--- Your task ---
Output each line of the rows below as a numbered list, omitting any blank lines.

--- Rows from a dataset ---
- - - - -

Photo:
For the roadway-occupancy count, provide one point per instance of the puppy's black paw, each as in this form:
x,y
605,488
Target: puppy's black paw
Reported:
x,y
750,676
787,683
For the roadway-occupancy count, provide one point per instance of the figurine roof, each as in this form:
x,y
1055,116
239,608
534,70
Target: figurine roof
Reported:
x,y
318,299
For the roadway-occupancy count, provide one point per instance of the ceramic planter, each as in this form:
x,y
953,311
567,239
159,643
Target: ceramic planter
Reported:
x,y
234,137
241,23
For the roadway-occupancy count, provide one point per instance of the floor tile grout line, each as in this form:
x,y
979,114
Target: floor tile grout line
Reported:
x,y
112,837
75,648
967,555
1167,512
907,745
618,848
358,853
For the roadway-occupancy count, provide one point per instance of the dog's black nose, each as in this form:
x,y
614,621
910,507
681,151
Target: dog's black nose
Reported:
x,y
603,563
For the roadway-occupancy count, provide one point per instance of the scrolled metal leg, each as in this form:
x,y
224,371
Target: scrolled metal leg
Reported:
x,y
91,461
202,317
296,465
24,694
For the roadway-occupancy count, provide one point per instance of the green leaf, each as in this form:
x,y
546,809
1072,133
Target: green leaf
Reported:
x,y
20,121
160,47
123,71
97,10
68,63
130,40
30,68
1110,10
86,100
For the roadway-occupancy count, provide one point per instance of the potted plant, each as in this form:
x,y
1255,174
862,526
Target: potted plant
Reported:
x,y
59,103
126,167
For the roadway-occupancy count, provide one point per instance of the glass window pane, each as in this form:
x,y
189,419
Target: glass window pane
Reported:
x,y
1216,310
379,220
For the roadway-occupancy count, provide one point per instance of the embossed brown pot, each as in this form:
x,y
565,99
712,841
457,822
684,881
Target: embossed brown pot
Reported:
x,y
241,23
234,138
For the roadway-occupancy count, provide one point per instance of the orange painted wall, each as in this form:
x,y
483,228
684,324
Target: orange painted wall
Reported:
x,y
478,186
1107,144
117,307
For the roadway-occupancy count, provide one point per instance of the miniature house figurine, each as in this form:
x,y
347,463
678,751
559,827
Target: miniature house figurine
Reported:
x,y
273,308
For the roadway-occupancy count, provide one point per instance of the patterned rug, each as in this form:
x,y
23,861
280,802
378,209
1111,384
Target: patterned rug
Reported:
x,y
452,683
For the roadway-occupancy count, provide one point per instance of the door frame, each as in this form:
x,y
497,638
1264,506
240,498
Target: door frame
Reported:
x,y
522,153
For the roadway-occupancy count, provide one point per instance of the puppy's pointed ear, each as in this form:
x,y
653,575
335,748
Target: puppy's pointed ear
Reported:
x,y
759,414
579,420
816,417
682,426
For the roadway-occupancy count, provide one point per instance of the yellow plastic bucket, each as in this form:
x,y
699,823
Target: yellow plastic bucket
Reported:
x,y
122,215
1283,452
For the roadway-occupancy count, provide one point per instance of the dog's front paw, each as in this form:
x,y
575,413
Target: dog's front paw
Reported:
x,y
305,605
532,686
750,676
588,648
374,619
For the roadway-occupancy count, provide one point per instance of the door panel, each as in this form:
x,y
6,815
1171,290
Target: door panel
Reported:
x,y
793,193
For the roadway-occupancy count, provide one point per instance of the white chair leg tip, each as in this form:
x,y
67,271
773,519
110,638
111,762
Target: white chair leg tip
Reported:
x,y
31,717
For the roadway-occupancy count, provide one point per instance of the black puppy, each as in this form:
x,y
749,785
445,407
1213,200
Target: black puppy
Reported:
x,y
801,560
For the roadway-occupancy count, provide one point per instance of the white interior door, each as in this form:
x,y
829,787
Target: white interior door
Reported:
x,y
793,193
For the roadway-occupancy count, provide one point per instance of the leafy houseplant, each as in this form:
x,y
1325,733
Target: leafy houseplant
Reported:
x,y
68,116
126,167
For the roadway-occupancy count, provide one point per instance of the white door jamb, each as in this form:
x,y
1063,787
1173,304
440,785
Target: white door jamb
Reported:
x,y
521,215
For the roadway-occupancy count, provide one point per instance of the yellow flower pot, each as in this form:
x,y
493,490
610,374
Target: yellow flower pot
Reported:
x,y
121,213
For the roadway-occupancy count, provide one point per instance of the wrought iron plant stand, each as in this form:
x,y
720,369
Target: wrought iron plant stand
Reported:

- - - - -

--- Solution to this task ---
1. Photo:
2. For the roadway-occupancy count, provide one point per instance of the puppy's black paw, each as in this form:
3. x,y
4. 605,488
5. Target: puppy's black paw
6. Reported:
7. x,y
8. 750,676
9. 787,683
10. For the roadway-occupancy count, provide one point per instance of the figurine roof, each as in this form:
11. x,y
12. 1055,116
13. 239,608
14. 534,70
15. Target: figurine roof
16. Reported:
17. x,y
18. 318,299
19. For the roadway-occupancy count, provide one point per instance of the ceramic planter, each as in this form:
20. x,y
21. 953,311
22. 567,239
23. 159,643
24. Target: ceramic planter
25. Reported:
26. x,y
27. 234,137
28. 241,23
29. For the roadway-occupancy count, provide one point per instance of the floor tile grout line, each as in this form:
30. x,y
31. 979,114
32. Target: floor tile grout line
33. Reported:
34. x,y
35. 112,837
36. 75,648
37. 967,555
38. 1167,512
39. 907,745
40. 618,848
41. 358,853
42. For the roadway-occupancy count, provide one point per instance of the dog's black nose, each as in this form:
43. x,y
44. 614,621
45. 910,507
46. 681,151
47. Target: dog's black nose
48. Reported:
49. x,y
50. 603,563
51. For the roadway-occupancy count, provide one point per instance of the scrolled metal leg, each as in this form:
52. x,y
53. 224,371
54. Target: scrolled metal leg
55. Reported:
56. x,y
57. 91,461
58. 202,317
59. 296,465
60. 24,694
61. For the roadway-occupancy count, provide one point per instance of the green leaf, each as in this form:
62. x,y
63. 546,809
64. 1072,133
65. Target: green leaf
66. Reported:
67. x,y
68. 20,121
69. 160,47
70. 123,71
71. 97,10
72. 68,63
73. 130,40
74. 30,68
75. 1110,10
76. 86,100
77. For the roadway-occupancy count, provide one point per instance of the potted plant, each as in this form:
78. x,y
79. 1255,174
80. 862,526
81. Target: potted plant
82. Reported:
83. x,y
84. 59,103
85. 126,167
86. For the roadway-occupancy count, provide one point per instance of the glass window pane, each as in this form:
87. x,y
88. 189,419
89. Target: glass window pane
90. Reported:
91. x,y
92. 1216,310
93. 379,220
94. For the roadway-occupancy count, provide one point per instance of the embossed brown pot, each as in this form:
95. x,y
96. 565,99
97. 712,841
98. 457,822
99. 684,881
100. Target: embossed brown pot
101. Reported:
102. x,y
103. 241,23
104. 234,138
105. For the roadway-occupancy count, provide one point per instance of the orange painted wall, each as in this form:
106. x,y
107. 483,228
108. 684,324
109. Target: orange painted wall
110. Reported:
111. x,y
112. 478,186
113. 1107,144
114. 117,307
115. For the roadway-occupancy count, provide one point per instance of the miniature house figurine, each as in this form:
116. x,y
117. 347,463
118. 678,751
119. 559,827
120. Target: miniature house figurine
121. Reported:
122. x,y
123. 273,308
124. For the roadway-occupancy count, provide one point per instance of the patterned rug, each as in this form:
125. x,y
126. 23,861
127. 280,802
128. 378,209
129. 1111,384
130. Target: patterned rug
131. Reported:
132. x,y
133. 452,683
134. For the roadway-occupancy count, provide one point per instance of the door frame, each as in this form:
135. x,y
136. 497,638
137. 1264,506
138. 240,498
139. Target: door frame
140. Reported:
141. x,y
142. 522,153
143. For the roadway-occupancy count, provide one point per instance of the puppy's pointed ear, each as in this form:
144. x,y
145. 653,575
146. 335,748
147. Target: puppy's pointed ear
148. Reported:
149. x,y
150. 759,414
151. 579,420
152. 816,417
153. 682,426
154. For the roadway-occupancy count, provide one point per instance of the yellow plastic bucket, each as in this form:
155. x,y
156. 699,823
157. Target: yellow plastic bucket
158. Reported:
159. x,y
160. 122,215
161. 1283,452
162. For the roadway-occupancy count, provide one point per instance of the dog's front paw, each as in this form:
163. x,y
164. 575,413
165. Target: dog's front paw
166. Reported:
167. x,y
168. 305,605
169. 532,686
170. 750,676
171. 588,648
172. 374,619
173. For the roadway-occupancy count, provide one point per instance of the door panel, each as in this form:
174. x,y
175. 6,815
176. 1171,290
177. Target: door panel
178. Reported:
179. x,y
180. 793,193
181. For the roadway-occupancy count, provide one point per instance of the white chair leg tip, each as in this form:
182. x,y
183. 67,271
184. 773,519
185. 110,638
186. 111,762
187. Target: white chair leg tip
188. Reported:
189. x,y
190. 31,717
191. For the roadway-occupancy count, provide one point per instance of the black puppy, each as in this form:
192. x,y
193. 749,785
194. 445,407
195. 1213,200
196. Target: black puppy
197. Reported:
198. x,y
199. 801,560
200. For the roadway-occupancy count, provide one point per instance of the white interior door, each as in this form:
201. x,y
202. 829,787
203. Target: white interior door
204. Reported:
205. x,y
206. 793,193
207. For the roadway-occupancy count, provide one point per instance of the leafy houseplant, each as in this form:
208. x,y
209. 1325,733
210. Target: leafy houseplant
211. Reported:
212. x,y
213. 68,116
214. 126,167
215. For the roadway-occupancy count, provide one point per instance of the white door jamb, each as in this form:
216. x,y
217. 1063,787
218. 1173,304
219. 440,785
220. Target: white door jamb
221. Reported:
222. x,y
223. 521,215
224. For the roadway-occupancy count, provide one point per instance of the yellow flower pot, each as in this form:
225. x,y
226. 493,490
227. 610,374
228. Target: yellow flower pot
229. Reported:
230. x,y
231. 121,213
232. For the roadway-occupancy count, provide one point per instance of the wrought iron plant stand, each as in this form:
233. x,y
234. 720,369
235. Target: wrought iron plant stand
236. Reported:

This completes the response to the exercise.